→ Records of labeled boxes
· · · · ·
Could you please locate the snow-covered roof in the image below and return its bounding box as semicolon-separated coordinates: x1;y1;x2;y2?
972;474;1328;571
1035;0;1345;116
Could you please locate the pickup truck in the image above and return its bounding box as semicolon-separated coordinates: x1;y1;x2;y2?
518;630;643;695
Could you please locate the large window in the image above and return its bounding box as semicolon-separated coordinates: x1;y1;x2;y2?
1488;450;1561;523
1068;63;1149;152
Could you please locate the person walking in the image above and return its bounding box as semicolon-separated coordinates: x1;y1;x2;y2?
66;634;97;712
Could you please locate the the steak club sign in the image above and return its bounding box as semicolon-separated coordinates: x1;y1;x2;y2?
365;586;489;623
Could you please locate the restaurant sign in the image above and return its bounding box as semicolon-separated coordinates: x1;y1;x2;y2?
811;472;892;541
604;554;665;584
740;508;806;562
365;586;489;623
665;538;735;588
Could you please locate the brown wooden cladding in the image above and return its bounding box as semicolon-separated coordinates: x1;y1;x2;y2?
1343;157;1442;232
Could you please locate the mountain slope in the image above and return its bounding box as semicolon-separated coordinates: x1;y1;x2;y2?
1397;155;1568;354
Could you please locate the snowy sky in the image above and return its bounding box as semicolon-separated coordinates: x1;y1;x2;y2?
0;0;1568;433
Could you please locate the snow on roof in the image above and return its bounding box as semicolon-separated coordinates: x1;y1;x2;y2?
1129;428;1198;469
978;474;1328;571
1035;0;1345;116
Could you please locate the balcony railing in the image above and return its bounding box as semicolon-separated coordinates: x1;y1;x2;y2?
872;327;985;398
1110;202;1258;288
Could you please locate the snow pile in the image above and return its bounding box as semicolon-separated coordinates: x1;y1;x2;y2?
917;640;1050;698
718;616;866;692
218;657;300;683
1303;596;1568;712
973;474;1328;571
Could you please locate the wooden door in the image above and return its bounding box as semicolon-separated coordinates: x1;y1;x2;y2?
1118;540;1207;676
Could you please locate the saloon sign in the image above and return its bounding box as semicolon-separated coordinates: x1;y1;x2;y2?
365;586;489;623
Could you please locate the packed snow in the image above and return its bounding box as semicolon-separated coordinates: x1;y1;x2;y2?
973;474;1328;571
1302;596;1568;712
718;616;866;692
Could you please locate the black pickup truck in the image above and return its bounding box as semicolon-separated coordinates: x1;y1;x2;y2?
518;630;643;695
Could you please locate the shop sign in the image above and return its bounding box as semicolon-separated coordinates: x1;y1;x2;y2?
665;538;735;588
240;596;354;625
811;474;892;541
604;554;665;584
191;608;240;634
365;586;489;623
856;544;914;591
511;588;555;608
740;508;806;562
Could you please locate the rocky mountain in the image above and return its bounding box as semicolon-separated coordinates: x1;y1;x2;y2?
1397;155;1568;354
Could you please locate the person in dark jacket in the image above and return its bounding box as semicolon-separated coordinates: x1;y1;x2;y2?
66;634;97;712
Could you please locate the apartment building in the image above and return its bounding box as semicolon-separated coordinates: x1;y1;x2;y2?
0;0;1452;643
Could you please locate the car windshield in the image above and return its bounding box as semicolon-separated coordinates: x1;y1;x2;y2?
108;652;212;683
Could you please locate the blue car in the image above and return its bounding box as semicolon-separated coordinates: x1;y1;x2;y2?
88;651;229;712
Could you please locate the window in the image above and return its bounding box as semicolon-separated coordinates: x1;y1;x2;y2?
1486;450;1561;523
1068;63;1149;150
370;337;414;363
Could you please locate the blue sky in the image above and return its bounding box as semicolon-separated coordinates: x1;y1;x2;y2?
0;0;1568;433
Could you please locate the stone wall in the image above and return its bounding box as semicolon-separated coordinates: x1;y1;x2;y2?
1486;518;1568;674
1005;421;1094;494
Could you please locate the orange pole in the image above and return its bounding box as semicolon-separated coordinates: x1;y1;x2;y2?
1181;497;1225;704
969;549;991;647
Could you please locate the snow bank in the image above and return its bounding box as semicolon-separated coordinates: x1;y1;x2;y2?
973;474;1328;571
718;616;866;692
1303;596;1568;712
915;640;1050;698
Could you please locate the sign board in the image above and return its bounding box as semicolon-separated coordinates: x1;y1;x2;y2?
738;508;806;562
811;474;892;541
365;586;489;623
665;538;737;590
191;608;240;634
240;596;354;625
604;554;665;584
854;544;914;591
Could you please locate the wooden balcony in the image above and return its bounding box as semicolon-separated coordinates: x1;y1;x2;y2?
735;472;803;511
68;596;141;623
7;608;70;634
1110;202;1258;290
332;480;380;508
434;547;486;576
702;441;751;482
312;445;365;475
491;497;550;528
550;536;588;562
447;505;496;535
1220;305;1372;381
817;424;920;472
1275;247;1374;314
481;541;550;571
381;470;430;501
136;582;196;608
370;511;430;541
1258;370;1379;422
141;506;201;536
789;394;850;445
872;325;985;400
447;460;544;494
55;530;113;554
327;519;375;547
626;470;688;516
· · · · ·
→ Goal
Could you write out the rows from the line with "Could you please locate the wooden door" to the line with "88;651;229;712", substituting "dark pickup truck" for "black pickup truck" and keeping everything else the same?

→ Output for this task
Could you please locate the wooden door in the image above and return its bounding box as semicolon-separated coordinates: x1;y1;x2;y2?
1118;540;1207;676
Could you please locate the saloon sign in the image above and return its bounding box as semicolon-separated coordinates: x1;y1;x2;y2?
365;586;489;623
Could you please locate the packed snow in the image above and return its bounding box as semicolon-separated coordinates: x1;y1;x2;y2?
973;474;1328;571
1302;596;1568;712
718;616;866;692
Could you please locate the dark pickup truck in the image above and return its bounding box as semicolon-separated coordinates: x1;y1;x2;y2?
518;630;643;695
Could you please locate the shop sign in the image above and return its bounding box as semicolon-separated coordinates: x1;y1;x2;y2?
665;538;735;588
240;596;354;625
811;474;892;541
604;554;665;584
191;608;240;634
365;586;489;623
856;544;914;591
511;588;555;608
740;508;806;562
Could you please locate the rocky mountain in the image above and return its bounding box as semicolon-separated coordinates: x1;y1;x2;y2?
1397;155;1568;354
Could you please locate the person in dark jacket in the image above and return its bounding box as semicolon-separated coordinates: x1;y1;x2;y2?
66;634;97;712
Could you please locate the apartment building in the image above and return its bounding box as semicolon-separated coordinates: x1;y1;x2;y2?
0;0;1452;643
Could you please locate the car windshield in the image above and return its bounding box as semicolon-separated coordinates: x1;y1;x2;y2?
108;652;212;683
Could you please locate the blue car in the image above and return its bounding box as semicolon-separated coordinates: x1;y1;x2;y2?
88;651;229;712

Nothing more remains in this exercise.